### Exercise tasks
1/ In the article on marijuana legalization in Connecticut, what vote margin in both the Senate and the House is needed to pass a joint resolution that qualifies a proposed amendment for the following election?
2/ List every concern that Rojas mentions in the article on marijuana legalization in Connecticut when he describes lawmakers' opposition to the bill.
3/ Give a continuation of the article on marijuana legalization in Connecticut that picks up after its final sentence.

### Document excerpt
━━━━━━━━
A legislative panel in March heard a legalization proposal but declined to vote on the bill. That measure would likely serve as the model for next session’s legislation.

Legalization through a voter-approved referendum, the lawmakers noted, would follow a considerably longer path. Qualifying a proposed amendment for the following election requires passing a joint resolution with a three-quarters majority vote in both the Senate and the House. Otherwise, a simple majority of lawmakers put an amendment on the ballot if they approve it in two separate legislative sessions.

That would likely mean the question wouldn’t appear before voters until “2022 or, worst-case, 2024,” Ritter said.

“If we had only done this two years ago,” he added, “we’d only be two years away.”

Clearly, putting the issue on the ballot if there aren’t enough votes to pass a legalization bill itself would require some lawmakers who are opposed to or skeptical about the issue to at least feel comfortable letting voters decide on it. That’s what happened in New Jersey, where the legislature couldn’t find enough support for legalizing cannabis on its own but was able to pass a resolution placing a cannabis referendum on the ballot.

Amid what’s expected to be a busy legislative session in Connecticut, incoming House Majority Leader Jason Rojas (D) said marijuana deserves to be on the calendar even though “this is not the most pressing issue we’re facing as a state.”

“Perhaps it’s the most nagging one,” he said.

November’s election could help seal the deal. Democrats will have bigger majorities than in past years when the 2021 legislative session kicks off, as the Hartford Courant noted, and leaders said Tuesday they’re already reaching out to new members.

“I think we need to have a bill that’s ready from day one so that we can go to our members who are a bit skeptical about this policy,” Rojas said, “so we can arm them with the best information possible, and a vision for it.”

Asked about opposition to the bill, Rojas was frank. “It’s a diverse body of legislators, and there’s a lot of differences of opinion,” he said. “There’s concerns about the impact on youth and the kind of message that it sends to youth. There are some who believe the impact on brain development should be taken into consideration and therefore the age should be 25 for adult use. It’s a complicated issue, like many of the issues that we face in the Capitol.”

Ritter urged Republican lawmakers to see the issue as one of personal liberty. “Where are my libertarian Republican friends? Where are they?” he asked. “If they’re not willing to vote for legalization, are they at least willing to put it to the voters?”
━━━━━━━━
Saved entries
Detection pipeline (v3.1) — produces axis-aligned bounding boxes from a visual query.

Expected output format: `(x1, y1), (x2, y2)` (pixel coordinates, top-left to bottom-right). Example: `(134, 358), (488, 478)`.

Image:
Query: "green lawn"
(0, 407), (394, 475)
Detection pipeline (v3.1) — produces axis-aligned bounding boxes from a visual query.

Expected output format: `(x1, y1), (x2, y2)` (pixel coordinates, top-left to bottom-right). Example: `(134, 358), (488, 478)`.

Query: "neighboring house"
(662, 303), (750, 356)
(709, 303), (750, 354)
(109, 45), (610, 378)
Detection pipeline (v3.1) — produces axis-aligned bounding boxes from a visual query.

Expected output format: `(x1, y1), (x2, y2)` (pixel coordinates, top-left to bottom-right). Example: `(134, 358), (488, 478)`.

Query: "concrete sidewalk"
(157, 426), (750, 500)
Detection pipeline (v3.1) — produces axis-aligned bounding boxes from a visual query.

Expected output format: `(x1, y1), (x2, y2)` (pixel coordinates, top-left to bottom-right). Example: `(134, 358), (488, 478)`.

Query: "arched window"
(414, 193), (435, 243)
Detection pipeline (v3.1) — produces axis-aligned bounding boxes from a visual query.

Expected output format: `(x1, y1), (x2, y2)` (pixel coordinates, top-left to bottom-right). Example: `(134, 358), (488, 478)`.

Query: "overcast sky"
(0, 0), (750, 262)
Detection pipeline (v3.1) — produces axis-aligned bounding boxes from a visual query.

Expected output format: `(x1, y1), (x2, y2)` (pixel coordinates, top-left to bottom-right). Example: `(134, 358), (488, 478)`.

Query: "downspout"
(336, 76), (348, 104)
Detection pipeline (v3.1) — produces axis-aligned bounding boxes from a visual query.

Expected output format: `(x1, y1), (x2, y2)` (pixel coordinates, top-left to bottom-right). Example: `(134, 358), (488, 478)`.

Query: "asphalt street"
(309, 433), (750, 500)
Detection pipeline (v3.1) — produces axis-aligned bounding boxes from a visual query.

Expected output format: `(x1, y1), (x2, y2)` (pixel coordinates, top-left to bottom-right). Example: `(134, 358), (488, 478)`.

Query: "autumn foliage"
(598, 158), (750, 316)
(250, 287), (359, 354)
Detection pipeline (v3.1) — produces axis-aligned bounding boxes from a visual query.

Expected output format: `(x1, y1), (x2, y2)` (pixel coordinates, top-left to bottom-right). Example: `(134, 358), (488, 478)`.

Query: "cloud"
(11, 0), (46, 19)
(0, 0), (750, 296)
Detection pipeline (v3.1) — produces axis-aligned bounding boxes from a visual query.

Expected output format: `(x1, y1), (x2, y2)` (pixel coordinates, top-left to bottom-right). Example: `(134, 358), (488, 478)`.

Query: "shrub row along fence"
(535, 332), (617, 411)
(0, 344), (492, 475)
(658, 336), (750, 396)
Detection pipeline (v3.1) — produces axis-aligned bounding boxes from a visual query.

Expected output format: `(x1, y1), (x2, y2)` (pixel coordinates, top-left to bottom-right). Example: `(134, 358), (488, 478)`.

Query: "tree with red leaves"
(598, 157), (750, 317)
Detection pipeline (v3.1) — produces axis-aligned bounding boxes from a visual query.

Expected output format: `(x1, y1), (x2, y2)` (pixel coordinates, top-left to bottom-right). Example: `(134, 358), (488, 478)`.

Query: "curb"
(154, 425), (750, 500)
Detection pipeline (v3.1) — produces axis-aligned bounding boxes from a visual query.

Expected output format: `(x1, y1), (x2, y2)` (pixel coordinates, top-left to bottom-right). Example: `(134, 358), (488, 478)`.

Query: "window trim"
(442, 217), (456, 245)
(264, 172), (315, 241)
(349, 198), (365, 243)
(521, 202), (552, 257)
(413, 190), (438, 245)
━━━━━━━━
### Responses
1/ A three-quarters majority vote in both chambers.

2/
- The impact on youth
- The kind of message it sends to youth
- The impact on brain development, which leads some to believe the age for adult use should be 25

3/
If put on the state ballot, Ritter predicted marijuana legalization would pass overwhelmingly. Nearly two-thirds (63.4 percent) of residents said they “strongly support” or “somewhat support” legalizing adult-use cannabis, according to a poll in March, while 29.5 percent said they “strongly oppose” or “somewhat oppose” it.

Ritter on Tuesday also downplayed the role of state tax revenue in his support for legalization, saying it alone wouldn’t balance the budget. Instead, he said, he’s motivated by having a coherent policy with neighboring states, ensuring products are safe and addressing racial disparities in cannabis policing.

Gov. Ned Lamont (D), who supports legalization, also said this month that the policy change could potentially reduce the spread of COVID-19 by limiting out-of-state trips to buy marijuana.

Revenue from legalization in Connecticut would go toward education as well as an equity fund that would invest in communities disproportionately impacted by the drug war under the draft bill, the lawmakers said Tuesday. Municipalities could tack on additional taxes or fees, or they could vote to keep legal marijuana businesses out of their jurisdictions completely.

Voters across the country on Election Day approved every major drug-reform measure on state ballots, a sweep that’s since spurred action in neighboring states.

In many states where cannabis was on the ballot, legalization got more votes than either Donald Trump’s or Joe Biden’s presidential bids.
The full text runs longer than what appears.